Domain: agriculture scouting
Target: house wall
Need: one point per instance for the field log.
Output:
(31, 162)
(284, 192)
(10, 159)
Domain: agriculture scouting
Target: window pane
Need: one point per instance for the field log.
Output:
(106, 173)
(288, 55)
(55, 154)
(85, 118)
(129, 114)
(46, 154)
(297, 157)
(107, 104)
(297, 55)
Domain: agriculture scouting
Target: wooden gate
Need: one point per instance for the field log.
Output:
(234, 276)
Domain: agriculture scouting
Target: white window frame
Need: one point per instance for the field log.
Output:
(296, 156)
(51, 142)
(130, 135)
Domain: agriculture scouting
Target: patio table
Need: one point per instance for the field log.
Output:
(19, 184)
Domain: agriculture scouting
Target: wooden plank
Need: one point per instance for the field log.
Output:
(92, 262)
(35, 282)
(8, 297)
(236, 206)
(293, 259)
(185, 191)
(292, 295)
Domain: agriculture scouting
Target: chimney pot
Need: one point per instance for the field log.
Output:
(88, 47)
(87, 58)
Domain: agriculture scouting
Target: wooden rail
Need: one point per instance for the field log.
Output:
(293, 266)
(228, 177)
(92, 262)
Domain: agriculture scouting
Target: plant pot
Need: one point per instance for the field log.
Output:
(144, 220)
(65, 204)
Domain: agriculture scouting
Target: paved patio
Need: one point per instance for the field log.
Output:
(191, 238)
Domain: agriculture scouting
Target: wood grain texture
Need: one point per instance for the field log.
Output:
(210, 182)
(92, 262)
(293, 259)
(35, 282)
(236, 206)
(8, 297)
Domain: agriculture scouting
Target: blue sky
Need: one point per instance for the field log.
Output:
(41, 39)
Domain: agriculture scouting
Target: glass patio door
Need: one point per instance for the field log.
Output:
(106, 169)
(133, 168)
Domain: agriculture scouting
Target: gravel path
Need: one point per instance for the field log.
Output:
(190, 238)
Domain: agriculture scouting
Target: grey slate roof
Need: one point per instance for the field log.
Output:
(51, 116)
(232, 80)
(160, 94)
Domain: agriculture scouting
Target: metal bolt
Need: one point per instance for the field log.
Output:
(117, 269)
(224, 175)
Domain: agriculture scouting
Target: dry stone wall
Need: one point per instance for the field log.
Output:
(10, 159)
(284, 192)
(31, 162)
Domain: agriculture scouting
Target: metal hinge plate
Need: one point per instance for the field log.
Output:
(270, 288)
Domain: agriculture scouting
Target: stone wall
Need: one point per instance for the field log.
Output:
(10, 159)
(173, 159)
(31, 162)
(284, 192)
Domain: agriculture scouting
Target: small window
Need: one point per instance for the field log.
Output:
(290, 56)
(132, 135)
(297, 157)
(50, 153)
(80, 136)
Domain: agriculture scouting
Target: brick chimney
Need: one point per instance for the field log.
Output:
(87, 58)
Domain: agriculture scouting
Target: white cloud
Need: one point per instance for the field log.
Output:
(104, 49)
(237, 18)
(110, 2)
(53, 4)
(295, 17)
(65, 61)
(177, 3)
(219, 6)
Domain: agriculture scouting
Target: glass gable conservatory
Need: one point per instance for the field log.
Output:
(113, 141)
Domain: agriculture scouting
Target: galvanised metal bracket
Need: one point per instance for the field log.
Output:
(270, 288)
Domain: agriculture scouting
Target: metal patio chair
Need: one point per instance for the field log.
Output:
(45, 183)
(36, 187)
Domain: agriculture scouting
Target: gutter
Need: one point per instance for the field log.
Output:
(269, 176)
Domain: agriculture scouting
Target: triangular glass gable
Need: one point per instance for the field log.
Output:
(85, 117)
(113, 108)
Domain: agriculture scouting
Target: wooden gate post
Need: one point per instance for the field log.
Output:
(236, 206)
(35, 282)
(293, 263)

EXERCISE: The data above should be returned in full, exactly as written.

WRITTEN RESPONSE:
Domain: agriculture scouting
Target: house wall
Need: one point per instance for the field log.
Output:
(31, 162)
(284, 192)
(10, 159)
Domain: agriculture scouting
Target: window pane
Need: one point per instance for the field log.
Output:
(106, 173)
(288, 55)
(55, 154)
(85, 118)
(129, 114)
(46, 154)
(297, 157)
(107, 104)
(297, 55)
Domain: agriculture scouting
Target: wooden gate
Need: one point per instance for the field log.
Output:
(234, 276)
Domain: agriculture scouting
Target: white window frame
Need: one point per instance for the field log.
Output:
(296, 156)
(51, 142)
(130, 135)
Domain: agriculture scouting
Target: patio table
Need: one point per instance for the field log.
Output:
(19, 184)
Domain: agriculture scouting
Target: wooden plank
Need: one point per instance for the field log.
Output:
(92, 262)
(35, 282)
(8, 297)
(236, 206)
(293, 259)
(185, 191)
(292, 295)
Domain: agriculture scouting
Target: chimney pot
Need: one point per instance for the field log.
Output:
(88, 47)
(87, 58)
Domain: agriculture scouting
Target: wooden rail
Need: one point per instance for the field log.
Output:
(293, 266)
(228, 177)
(92, 262)
Domain: agriculture scouting
Target: plant pot
Need: one point per instance for the field log.
Output:
(144, 220)
(65, 204)
Domain: agriculture scouting
Target: paved patio
Need: one point per instance for the field log.
Output:
(191, 238)
Domain: agriculture scouting
Target: wood grain texture
Need: one point per instance for the field log.
Output:
(210, 182)
(92, 262)
(293, 259)
(35, 282)
(236, 206)
(8, 297)
Domain: agriculture scouting
Target: blue sky
Need: one point per instance for the field log.
Output:
(41, 39)
Domain: agriculture scouting
Target: glass patio door
Need: one point per instance for the field log.
Output:
(106, 169)
(133, 168)
Domain: agriculture scouting
Target: gravel path
Need: one point per instance for the field log.
Output:
(190, 238)
Domain: agriculture scouting
Target: grey slate roof
Need: one point per instance for the field log.
Output:
(51, 116)
(232, 80)
(160, 94)
Domain: agriculture scouting
Target: metal bolt
Need: one point per instance for the field log.
Output:
(117, 269)
(224, 175)
Domain: agriculture scouting
Target: dry stone wall
Need: one point per instance for the field log.
Output:
(10, 159)
(284, 192)
(31, 162)
Domain: agriculture scouting
Target: metal hinge plate
Need: one point per instance for the field log.
Output:
(270, 288)
Domain: agriculture scouting
Target: stone wall
Need: one point per instance for the field log.
Output:
(10, 159)
(173, 159)
(31, 162)
(284, 192)
Domain: agriculture scouting
Target: small window
Need: one point per instance for the field log.
Output:
(290, 56)
(132, 135)
(297, 157)
(50, 153)
(80, 136)
Domain: agriculture scouting
Target: brick chimney
Need: one point per instance for the field log.
Output:
(87, 58)
Domain: agriculture scouting
Target: white cloud
Need: one point per instance for the field log.
Output:
(104, 49)
(237, 18)
(110, 2)
(53, 4)
(295, 17)
(65, 61)
(177, 3)
(219, 6)
Domain: agriculture scouting
Target: glass gable conservatory
Need: one point per instance for the field log.
Output:
(113, 141)
Domain: agriculture scouting
Target: galvanised metal bracket
Need: one point per instance for the field log.
Output:
(270, 288)
Domain: agriculture scouting
Target: metal patio chair
Need: one point per instance for the field log.
Output:
(45, 183)
(36, 187)
Domain: agriculture scouting
Target: gutter
Need: one point per instance for the field log.
Output:
(269, 176)
Domain: agriculture scouting
Target: triangular glass gable
Need: one point per instance for the field log.
Output:
(85, 117)
(113, 108)
Domain: agriculture scouting
Target: wooden gate post
Need: one point per instance for the field log.
Output:
(236, 206)
(35, 282)
(293, 263)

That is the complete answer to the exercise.